Aim - Reproduce the listing below with every "innermost point" changed to "most interior point" and everything else left unchanged. Omit the pictures from the output.

Raw records -
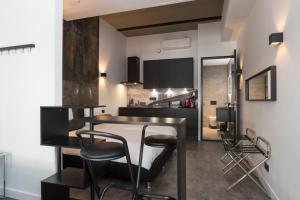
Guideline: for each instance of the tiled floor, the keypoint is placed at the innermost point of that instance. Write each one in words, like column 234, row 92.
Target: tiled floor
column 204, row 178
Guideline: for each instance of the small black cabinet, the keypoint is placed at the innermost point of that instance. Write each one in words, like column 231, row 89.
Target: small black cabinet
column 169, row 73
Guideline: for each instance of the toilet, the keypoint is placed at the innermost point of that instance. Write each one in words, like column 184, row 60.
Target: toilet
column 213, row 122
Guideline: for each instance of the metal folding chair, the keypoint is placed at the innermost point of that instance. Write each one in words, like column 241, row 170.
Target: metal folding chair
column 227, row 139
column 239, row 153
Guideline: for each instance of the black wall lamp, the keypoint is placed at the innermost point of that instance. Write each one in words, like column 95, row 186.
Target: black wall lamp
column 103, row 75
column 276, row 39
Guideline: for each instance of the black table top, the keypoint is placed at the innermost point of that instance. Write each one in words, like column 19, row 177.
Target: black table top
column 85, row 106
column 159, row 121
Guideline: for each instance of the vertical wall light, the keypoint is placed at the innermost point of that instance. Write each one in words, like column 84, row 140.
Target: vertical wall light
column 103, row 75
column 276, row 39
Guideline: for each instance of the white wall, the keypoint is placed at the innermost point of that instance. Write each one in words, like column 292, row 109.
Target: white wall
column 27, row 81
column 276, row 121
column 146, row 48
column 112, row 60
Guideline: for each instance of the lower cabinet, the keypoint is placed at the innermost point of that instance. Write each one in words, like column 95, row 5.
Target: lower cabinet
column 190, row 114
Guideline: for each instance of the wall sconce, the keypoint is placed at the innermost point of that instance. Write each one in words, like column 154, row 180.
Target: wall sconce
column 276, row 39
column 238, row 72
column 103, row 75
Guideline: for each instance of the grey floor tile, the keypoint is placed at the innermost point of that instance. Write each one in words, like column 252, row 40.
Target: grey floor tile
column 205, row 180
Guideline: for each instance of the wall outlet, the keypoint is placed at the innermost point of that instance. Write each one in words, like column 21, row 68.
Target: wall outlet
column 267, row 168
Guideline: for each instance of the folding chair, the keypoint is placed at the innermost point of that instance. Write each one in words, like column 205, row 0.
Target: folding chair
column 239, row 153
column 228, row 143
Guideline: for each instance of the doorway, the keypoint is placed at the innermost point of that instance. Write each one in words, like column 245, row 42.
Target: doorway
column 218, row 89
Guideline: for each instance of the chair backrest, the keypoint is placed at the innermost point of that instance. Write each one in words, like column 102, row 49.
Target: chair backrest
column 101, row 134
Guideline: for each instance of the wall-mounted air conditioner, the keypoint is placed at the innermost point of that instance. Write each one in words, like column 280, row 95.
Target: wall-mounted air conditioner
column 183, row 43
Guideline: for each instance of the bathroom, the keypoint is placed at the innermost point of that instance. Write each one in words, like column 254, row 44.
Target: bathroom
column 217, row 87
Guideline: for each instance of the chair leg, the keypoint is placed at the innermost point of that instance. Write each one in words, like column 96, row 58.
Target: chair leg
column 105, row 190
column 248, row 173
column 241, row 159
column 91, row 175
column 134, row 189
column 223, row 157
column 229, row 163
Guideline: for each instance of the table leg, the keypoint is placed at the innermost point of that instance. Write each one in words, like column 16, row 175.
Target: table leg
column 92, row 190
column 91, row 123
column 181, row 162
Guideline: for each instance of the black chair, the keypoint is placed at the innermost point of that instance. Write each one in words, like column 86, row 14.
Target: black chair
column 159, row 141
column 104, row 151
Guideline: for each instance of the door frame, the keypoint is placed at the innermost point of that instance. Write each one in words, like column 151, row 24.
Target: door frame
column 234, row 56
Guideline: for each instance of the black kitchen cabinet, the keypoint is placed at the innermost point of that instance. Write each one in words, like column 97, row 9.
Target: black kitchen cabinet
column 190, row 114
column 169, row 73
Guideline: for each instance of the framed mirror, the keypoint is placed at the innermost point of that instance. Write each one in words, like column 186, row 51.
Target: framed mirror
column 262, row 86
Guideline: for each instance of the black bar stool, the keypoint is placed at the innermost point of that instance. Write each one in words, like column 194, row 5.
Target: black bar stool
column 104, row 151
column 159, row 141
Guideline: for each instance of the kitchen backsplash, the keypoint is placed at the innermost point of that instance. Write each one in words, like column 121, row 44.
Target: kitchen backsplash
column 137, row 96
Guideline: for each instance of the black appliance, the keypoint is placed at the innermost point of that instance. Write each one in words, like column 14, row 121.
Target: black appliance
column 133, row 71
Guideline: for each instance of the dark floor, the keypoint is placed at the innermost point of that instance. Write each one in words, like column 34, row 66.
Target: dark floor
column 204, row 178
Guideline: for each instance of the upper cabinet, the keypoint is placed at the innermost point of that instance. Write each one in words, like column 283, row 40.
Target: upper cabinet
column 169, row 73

Result of the task -
Guideline: for each instance of the tiled floor, the keypoint is placed at the most interior point of that instance. Write each one in words, like column 234, row 92.
Target: tiled floor
column 204, row 178
Guideline: for each instance of the small black cabinet, the keypoint is placed at the most interior point of that instance. Write each one in words, like column 231, row 89.
Target: small black cabinet
column 169, row 73
Guideline: for each instance of the toilet, the keypoint is placed at the most interior point of that instance. Write each one in words, like column 184, row 60.
Target: toilet
column 213, row 122
Guideline: for each instance of the metal folding chair, the keypoint is placed at the most interior point of that instance. Write each one in words, like column 241, row 170.
Target: metal folding chair
column 227, row 139
column 239, row 153
Guideline: for each instance of the black wall lamp, the keypoint is placed at the most interior point of that instance. Write each one in words, like column 95, row 186.
Target: black wall lamp
column 103, row 75
column 276, row 39
Guideline: for each instance of the black table top, the keypoint is placed at the most interior point of that instance. Write each one in words, like column 19, row 177.
Target: black table top
column 85, row 106
column 159, row 121
Guideline: for each instance of the vertical wall light, the keypoint is placed at the most interior point of that instance. Write each one in words, like column 84, row 140.
Target: vertical wall light
column 103, row 75
column 276, row 39
Guideline: for each instance of the white wall, the keypoint is placed at the most interior point of that instance. Write each one in words, like column 292, row 109.
Target: white wall
column 27, row 81
column 276, row 121
column 146, row 48
column 112, row 60
Guideline: for each instance of the lower cabinet, the keypoint is placed at the most interior point of that instance. Write each one in words, like column 95, row 5.
Target: lower cabinet
column 190, row 114
Guideline: for each instance of the wall sconce, the keypoint is placed at the most interior point of that instance. Write each one in words, like column 154, row 180.
Target: wall sconce
column 276, row 39
column 238, row 72
column 103, row 75
Guideline: for each instance of the grey floor tile, the keypoint is placed at the most interior point of that instance. Write each one in words, like column 252, row 40.
Target: grey floor tile
column 205, row 180
Guideline: for each instance of the wall outlet, the keypoint is placed at the most interior point of that instance. Write each one in words, like column 21, row 68.
Target: wall outlet
column 267, row 168
Guideline: for each instance of the folding chair, the keypoint is placed at the most interior point of that instance. Write each one in words, like column 205, row 0.
Target: folding chair
column 239, row 153
column 228, row 143
Guideline: for each instance of the doorway, the keypoint is placed at the most interior point of that instance. Write each one in words, like column 245, row 42.
Target: doorway
column 218, row 89
Guideline: for each instance of the chair backrest, the keypoint is placed at the most interior point of that instance. Write each one in words, like column 102, row 49.
Target: chair backrest
column 101, row 134
Guideline: for each instance of the wall-mounted air conditioner, the keypoint is placed at the most interior point of that instance. Write each one in words, like column 280, row 95.
Target: wall-mounted air conditioner
column 183, row 43
Guideline: for each instance of the bathroom, the keypoint is placed at the most interior point of that instance. Write each one in words, like column 254, row 44.
Target: bathroom
column 217, row 87
Guideline: for each instance of the chair leg, the keypoint is placed at the most interior point of that instance. Write each one in words, like column 96, row 58.
Target: chair leg
column 105, row 190
column 248, row 173
column 241, row 159
column 91, row 175
column 134, row 189
column 223, row 157
column 229, row 163
Guideline: for each instance of the table leg, the keypoint is placed at the most interior point of that instance. Write each one in words, like column 16, row 175.
Target: table leg
column 92, row 190
column 91, row 123
column 181, row 162
Guideline: for each instance of the black chair, the keypoint is placed at the most interior point of that instance. Write each one in words, like column 86, row 14.
Target: black chair
column 159, row 141
column 104, row 151
Guideline: for each instance of the door frame, the keypoint is placed at the most interior point of that instance. Write each one in words, like column 151, row 24.
Target: door frame
column 234, row 56
Guideline: for each instance of the black kitchen cabinet, the keypoint is placed at the most interior point of that instance. Write each one in words, like column 97, row 9.
Target: black kitchen cabinet
column 190, row 114
column 169, row 73
Guideline: for each instance of the framed mirror, the keypoint is placed at the most interior point of that instance. Write each one in words, like column 186, row 51.
Target: framed mirror
column 262, row 86
Guideline: for each instance of the black bar stool, the keypoint is placed at the most interior point of that instance. Write each one in words, like column 194, row 5.
Target: black bar stool
column 104, row 151
column 159, row 141
Guideline: for each instance of the kitchen backsplash, the keypoint is placed at the most interior point of that instance. Write each one in words, like column 121, row 44.
Target: kitchen backsplash
column 137, row 96
Guideline: for each instance of the black appliance, the keypoint is placed at the most interior point of that instance. Write each one in words, like column 14, row 121.
Target: black appliance
column 133, row 71
Guideline: for each instance of the dark floor, the keypoint is placed at the most interior point of that instance. Write each one in words, like column 34, row 66.
Target: dark floor
column 204, row 178
Guideline: for each instance of the upper cabinet, the keypoint is placed at the most interior point of that instance. Write each one in words, like column 283, row 40.
Target: upper cabinet
column 169, row 73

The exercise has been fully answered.